» Requirement: Print the material from its first line through the line containing "15), (227, 23)]]", including both ends, and reproduce each line without any change.

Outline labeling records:
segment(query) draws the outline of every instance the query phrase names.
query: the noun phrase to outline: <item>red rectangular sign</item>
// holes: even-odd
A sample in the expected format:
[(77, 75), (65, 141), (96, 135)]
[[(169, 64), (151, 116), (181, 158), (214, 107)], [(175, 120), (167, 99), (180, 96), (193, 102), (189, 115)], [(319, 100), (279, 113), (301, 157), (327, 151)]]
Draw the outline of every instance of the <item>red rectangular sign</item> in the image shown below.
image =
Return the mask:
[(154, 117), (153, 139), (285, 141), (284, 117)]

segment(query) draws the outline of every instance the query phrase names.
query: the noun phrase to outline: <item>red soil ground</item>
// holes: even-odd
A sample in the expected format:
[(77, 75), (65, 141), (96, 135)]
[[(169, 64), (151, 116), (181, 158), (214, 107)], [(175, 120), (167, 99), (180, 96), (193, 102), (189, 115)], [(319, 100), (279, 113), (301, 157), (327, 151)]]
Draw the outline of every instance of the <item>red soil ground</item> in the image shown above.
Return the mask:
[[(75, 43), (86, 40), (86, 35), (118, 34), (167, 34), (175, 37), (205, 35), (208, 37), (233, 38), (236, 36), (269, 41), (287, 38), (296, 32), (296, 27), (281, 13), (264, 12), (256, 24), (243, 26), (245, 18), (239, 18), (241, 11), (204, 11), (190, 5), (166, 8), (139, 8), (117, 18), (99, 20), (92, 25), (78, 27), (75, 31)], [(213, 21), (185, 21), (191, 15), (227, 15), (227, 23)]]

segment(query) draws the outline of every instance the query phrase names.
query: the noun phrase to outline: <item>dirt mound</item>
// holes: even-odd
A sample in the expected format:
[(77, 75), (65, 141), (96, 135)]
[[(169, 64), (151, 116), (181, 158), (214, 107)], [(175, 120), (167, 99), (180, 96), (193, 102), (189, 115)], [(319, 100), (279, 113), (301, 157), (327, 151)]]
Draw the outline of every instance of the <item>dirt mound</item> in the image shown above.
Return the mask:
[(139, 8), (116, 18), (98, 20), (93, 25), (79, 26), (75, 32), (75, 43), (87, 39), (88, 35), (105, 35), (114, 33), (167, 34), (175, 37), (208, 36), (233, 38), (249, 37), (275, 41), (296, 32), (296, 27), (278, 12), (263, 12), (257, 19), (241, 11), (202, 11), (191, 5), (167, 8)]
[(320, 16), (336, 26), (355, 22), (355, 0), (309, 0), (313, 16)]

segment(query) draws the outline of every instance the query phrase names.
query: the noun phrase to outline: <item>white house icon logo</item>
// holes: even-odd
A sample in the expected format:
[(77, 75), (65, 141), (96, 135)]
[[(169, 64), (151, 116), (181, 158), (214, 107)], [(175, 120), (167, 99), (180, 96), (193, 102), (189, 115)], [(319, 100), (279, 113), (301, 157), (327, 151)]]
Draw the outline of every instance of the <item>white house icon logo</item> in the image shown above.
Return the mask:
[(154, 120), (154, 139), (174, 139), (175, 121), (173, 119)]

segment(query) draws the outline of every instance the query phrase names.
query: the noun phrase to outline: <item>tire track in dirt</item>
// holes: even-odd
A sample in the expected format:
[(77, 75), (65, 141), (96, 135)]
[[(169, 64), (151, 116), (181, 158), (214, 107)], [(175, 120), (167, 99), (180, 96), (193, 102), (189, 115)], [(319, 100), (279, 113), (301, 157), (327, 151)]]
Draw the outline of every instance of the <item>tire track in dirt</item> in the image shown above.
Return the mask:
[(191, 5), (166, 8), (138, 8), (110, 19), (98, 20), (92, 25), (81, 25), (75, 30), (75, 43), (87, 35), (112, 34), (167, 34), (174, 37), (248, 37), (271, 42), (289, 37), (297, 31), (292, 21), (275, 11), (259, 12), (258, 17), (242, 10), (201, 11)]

» Solution to the exercise:
segment(query) draws the outline of every instance the query phrase names.
query: the noun phrase to outline: <item>red rectangular sign</item>
// holes: even-odd
A sample in the expected format:
[(77, 75), (65, 141), (96, 135)]
[[(169, 64), (151, 116), (181, 158), (214, 107)], [(175, 120), (167, 99), (180, 96), (193, 102), (189, 115)], [(319, 100), (279, 113), (301, 157), (327, 151)]]
Draw the outline of every instance of the <item>red rectangular sign</item> in the image shown below.
image =
Return the mask:
[(154, 117), (153, 139), (285, 141), (284, 117)]

segment(query) draws the outline of every instance the query phrase names.
query: the noun phrase to outline: <item>red soil ground</item>
// holes: even-odd
A sample in the expected format:
[(77, 75), (65, 141), (96, 135)]
[[(169, 64), (151, 116), (181, 158), (214, 107)], [(175, 120), (167, 99), (180, 96), (193, 102), (189, 115)], [(319, 100), (279, 113), (301, 157), (327, 151)]]
Draw the outline of every instance of the <item>red soil ground</item> in the image shown above.
Return the mask:
[[(75, 43), (86, 40), (86, 35), (118, 34), (167, 34), (175, 37), (205, 35), (208, 37), (233, 38), (236, 36), (269, 41), (287, 38), (296, 32), (296, 27), (281, 13), (264, 12), (256, 24), (243, 26), (245, 18), (239, 18), (241, 11), (204, 11), (190, 5), (166, 8), (139, 8), (117, 18), (99, 20), (92, 25), (78, 27), (75, 31)], [(213, 21), (185, 21), (191, 15), (227, 15), (227, 23)]]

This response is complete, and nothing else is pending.